Task objective: Each line below from the one containing "Target: suit sleeve" through the one containing "of the camera." should be output exactly as it stands, and no other line should appear.

Excerpted data:
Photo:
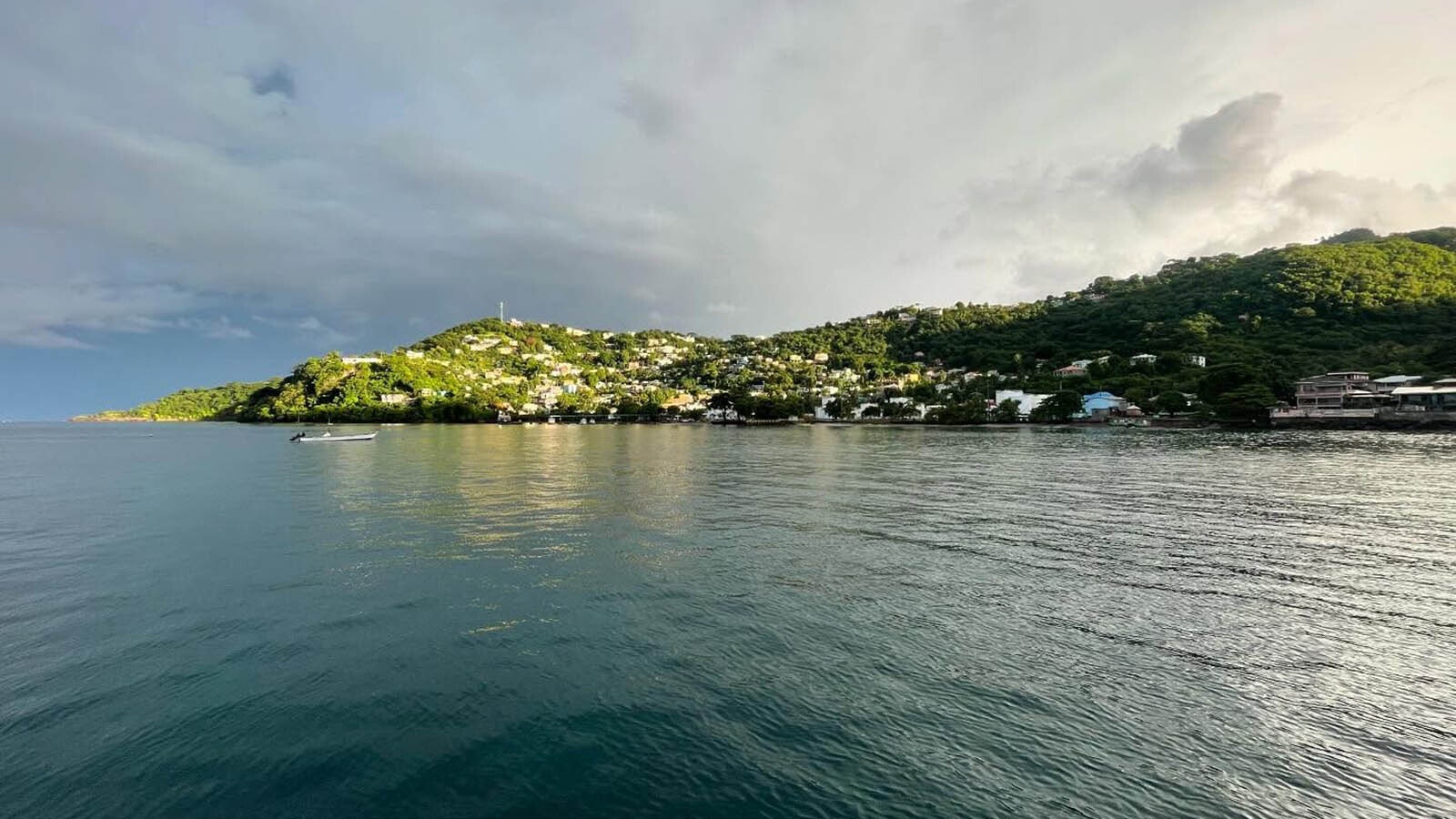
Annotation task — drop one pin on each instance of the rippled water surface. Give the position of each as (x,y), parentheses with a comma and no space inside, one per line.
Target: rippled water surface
(688,622)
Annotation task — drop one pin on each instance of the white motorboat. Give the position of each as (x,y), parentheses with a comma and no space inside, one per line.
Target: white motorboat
(331,438)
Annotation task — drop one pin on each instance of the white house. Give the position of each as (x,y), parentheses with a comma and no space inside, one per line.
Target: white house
(1026,399)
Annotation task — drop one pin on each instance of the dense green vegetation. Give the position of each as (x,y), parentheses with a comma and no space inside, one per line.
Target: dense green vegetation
(1356,300)
(206,404)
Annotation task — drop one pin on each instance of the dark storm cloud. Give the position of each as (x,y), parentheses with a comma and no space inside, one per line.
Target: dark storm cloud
(652,113)
(715,167)
(277,80)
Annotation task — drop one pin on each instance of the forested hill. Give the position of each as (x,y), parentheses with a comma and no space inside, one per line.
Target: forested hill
(1354,300)
(1380,305)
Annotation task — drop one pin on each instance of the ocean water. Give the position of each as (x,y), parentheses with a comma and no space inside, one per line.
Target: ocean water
(688,622)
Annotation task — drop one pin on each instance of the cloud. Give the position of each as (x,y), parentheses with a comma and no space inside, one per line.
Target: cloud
(222,327)
(648,109)
(278,80)
(308,329)
(1222,186)
(602,165)
(1218,160)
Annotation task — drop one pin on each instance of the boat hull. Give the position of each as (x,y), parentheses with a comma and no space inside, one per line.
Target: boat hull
(334,439)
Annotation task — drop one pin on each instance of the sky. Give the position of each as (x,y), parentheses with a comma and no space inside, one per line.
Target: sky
(208,191)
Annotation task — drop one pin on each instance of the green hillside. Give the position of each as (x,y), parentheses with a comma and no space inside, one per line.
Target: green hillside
(1356,300)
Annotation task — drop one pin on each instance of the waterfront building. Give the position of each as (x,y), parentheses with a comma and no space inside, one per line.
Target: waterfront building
(1390,383)
(1330,390)
(1434,398)
(1026,399)
(1099,405)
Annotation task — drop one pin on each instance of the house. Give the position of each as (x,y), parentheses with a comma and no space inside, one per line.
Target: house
(1099,405)
(1436,398)
(1330,390)
(1026,399)
(1390,383)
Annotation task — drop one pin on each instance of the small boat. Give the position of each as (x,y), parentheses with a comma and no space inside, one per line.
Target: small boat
(329,438)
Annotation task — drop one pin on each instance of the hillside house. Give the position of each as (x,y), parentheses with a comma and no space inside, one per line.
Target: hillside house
(1331,390)
(1101,405)
(1390,383)
(1026,399)
(1434,398)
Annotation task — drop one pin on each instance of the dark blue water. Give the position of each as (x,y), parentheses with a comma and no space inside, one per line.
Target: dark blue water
(684,622)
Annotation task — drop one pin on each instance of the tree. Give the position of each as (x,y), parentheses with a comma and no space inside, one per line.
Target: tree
(1171,401)
(1006,411)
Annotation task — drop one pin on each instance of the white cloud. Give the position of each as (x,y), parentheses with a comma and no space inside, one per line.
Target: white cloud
(608,165)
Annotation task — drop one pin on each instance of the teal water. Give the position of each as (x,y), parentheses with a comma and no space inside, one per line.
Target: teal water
(686,622)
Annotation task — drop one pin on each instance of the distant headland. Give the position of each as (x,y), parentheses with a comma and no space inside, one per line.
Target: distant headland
(1218,339)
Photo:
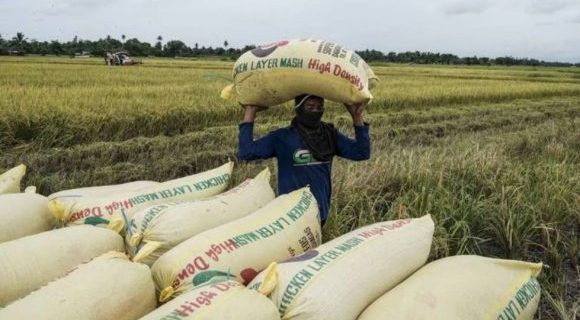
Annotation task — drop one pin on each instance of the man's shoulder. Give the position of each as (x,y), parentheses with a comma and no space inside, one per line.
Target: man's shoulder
(281,131)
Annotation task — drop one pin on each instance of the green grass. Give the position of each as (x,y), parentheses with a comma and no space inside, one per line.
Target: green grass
(492,153)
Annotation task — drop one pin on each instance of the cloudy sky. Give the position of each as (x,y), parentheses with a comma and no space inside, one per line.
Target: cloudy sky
(544,29)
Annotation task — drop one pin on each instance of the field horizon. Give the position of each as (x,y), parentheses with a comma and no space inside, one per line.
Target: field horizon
(492,153)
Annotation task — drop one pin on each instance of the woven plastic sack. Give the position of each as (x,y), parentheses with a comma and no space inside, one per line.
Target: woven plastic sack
(463,287)
(23,214)
(157,229)
(114,210)
(275,73)
(31,262)
(285,227)
(341,277)
(100,191)
(217,300)
(108,287)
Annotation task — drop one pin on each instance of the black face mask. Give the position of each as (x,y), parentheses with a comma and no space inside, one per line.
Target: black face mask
(309,119)
(319,137)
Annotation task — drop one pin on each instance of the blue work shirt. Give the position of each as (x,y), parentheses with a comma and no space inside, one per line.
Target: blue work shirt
(297,167)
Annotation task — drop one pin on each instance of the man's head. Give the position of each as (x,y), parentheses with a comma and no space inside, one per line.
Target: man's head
(309,103)
(309,110)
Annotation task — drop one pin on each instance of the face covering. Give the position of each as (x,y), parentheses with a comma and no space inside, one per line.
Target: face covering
(318,137)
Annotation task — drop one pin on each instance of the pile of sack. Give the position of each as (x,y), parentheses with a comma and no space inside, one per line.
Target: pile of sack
(194,248)
(191,249)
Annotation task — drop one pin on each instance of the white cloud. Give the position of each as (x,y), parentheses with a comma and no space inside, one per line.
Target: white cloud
(526,28)
(462,7)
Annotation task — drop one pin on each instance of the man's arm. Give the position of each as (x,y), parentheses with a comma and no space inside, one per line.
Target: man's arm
(250,149)
(360,147)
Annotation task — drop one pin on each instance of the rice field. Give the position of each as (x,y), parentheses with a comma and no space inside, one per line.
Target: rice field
(492,153)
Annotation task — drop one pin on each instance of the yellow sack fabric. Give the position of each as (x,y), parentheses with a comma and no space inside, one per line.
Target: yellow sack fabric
(341,277)
(108,210)
(157,229)
(108,287)
(285,227)
(29,263)
(275,73)
(217,300)
(100,191)
(10,180)
(463,287)
(23,214)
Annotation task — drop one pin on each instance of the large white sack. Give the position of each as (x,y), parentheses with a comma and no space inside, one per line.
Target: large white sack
(340,278)
(272,74)
(10,180)
(23,214)
(109,210)
(28,263)
(463,287)
(157,229)
(100,191)
(219,299)
(285,227)
(109,287)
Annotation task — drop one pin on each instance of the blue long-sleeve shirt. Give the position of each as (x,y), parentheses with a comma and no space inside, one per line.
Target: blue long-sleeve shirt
(296,165)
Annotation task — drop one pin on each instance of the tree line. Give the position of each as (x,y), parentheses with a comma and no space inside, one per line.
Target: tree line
(20,45)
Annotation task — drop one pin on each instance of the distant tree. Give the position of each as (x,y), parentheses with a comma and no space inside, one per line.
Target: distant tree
(56,48)
(175,48)
(18,42)
(137,48)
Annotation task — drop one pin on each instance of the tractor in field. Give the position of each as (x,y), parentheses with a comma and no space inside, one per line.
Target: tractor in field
(120,58)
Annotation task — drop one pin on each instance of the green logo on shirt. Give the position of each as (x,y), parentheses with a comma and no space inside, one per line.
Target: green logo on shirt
(304,158)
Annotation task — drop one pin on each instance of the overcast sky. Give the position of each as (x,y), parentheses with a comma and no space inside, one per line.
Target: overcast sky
(544,29)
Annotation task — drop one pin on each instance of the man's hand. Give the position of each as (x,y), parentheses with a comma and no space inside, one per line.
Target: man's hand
(251,111)
(356,111)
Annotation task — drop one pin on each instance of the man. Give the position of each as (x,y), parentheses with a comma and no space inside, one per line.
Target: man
(305,149)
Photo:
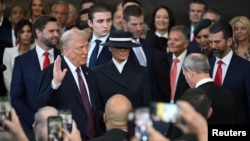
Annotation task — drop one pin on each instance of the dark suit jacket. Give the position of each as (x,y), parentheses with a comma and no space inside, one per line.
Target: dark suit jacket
(5,41)
(159,43)
(237,79)
(147,47)
(104,56)
(182,84)
(5,31)
(224,104)
(68,96)
(23,86)
(132,82)
(112,135)
(161,91)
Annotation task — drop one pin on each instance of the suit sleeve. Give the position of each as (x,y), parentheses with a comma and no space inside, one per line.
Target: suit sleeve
(17,92)
(147,91)
(44,87)
(7,74)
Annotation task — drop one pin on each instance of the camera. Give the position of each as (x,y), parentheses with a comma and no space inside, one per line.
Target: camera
(66,119)
(138,122)
(139,119)
(5,108)
(166,112)
(55,126)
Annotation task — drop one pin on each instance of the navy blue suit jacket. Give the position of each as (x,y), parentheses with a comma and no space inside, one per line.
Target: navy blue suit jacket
(237,79)
(23,86)
(147,47)
(68,96)
(133,82)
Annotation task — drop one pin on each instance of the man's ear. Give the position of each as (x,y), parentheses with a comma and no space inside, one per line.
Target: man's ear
(90,23)
(104,117)
(38,33)
(124,25)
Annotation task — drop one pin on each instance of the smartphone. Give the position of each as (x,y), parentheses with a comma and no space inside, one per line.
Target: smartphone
(55,126)
(5,108)
(139,120)
(166,112)
(67,119)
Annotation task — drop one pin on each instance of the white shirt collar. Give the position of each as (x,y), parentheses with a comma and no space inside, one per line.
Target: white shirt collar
(119,66)
(226,59)
(182,56)
(159,35)
(203,81)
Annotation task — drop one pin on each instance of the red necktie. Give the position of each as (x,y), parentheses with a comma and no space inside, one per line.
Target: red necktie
(46,61)
(90,127)
(173,76)
(218,75)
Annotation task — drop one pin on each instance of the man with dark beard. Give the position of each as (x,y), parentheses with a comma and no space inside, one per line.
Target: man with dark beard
(232,69)
(27,68)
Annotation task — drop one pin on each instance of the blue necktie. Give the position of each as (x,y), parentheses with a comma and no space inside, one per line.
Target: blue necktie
(93,57)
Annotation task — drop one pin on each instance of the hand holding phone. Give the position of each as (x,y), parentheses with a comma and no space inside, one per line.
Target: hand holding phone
(139,120)
(166,112)
(67,119)
(55,126)
(5,109)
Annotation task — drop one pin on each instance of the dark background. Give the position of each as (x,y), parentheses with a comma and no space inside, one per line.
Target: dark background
(228,8)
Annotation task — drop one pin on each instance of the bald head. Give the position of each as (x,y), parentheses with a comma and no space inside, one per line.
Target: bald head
(116,111)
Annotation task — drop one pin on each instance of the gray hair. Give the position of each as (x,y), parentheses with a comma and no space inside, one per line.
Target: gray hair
(183,29)
(197,62)
(72,35)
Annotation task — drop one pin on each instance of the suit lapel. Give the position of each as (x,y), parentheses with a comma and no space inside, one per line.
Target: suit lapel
(90,82)
(111,71)
(70,78)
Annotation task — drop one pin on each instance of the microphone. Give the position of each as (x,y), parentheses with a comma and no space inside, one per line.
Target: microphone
(2,68)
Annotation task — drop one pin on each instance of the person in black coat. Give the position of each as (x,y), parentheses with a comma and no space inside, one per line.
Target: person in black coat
(61,85)
(225,108)
(115,118)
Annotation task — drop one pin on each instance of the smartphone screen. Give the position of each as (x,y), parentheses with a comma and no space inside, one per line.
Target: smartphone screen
(5,108)
(141,122)
(55,126)
(166,112)
(67,119)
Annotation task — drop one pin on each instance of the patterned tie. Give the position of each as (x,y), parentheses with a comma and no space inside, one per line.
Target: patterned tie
(46,61)
(218,75)
(93,57)
(173,76)
(140,56)
(91,127)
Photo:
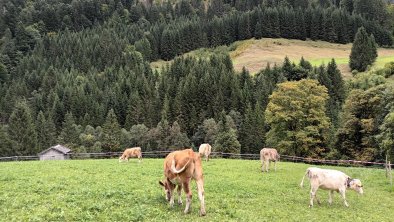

Solution to this task:
Target: suit sleeve
(17,92)
(147,91)
(44,87)
(7,74)
Annotation task — drop one pin on each instance of the camera. Give the position of each as (x,y), parentheses with a comma and no space inside, one per line.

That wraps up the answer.